▸ **What you will do**:
The records below are to be copied exactly, with their pictures left out.

Referring expression data:
"""

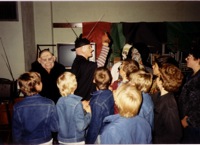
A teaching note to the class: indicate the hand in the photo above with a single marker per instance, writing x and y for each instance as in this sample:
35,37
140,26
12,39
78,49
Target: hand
184,122
105,39
86,106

"""

▸ **Exercise output**:
A teaching note to the class: indicate the hand in the photo above with a single marker per instance, writing x and y for each instance as in this sample:
35,37
140,26
12,39
78,49
Target: hand
184,122
105,39
86,106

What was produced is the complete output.